- **Aim**
Lay out the lines of each item below as a JSON list of strings, one string per line, leaving out any blank lines.

- **Excerpts from point annotation data**
=-=-=

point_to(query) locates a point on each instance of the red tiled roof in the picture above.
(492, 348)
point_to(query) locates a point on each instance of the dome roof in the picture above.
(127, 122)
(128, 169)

=-=-=

- **Exercise result**
[
  "point_to(query) locates a point on each instance of the red tiled roof in the picture above.",
  "(492, 348)",
  "point_to(query) locates a point on each instance of the dome roof in the picture above.",
  "(127, 122)",
  "(128, 169)"
]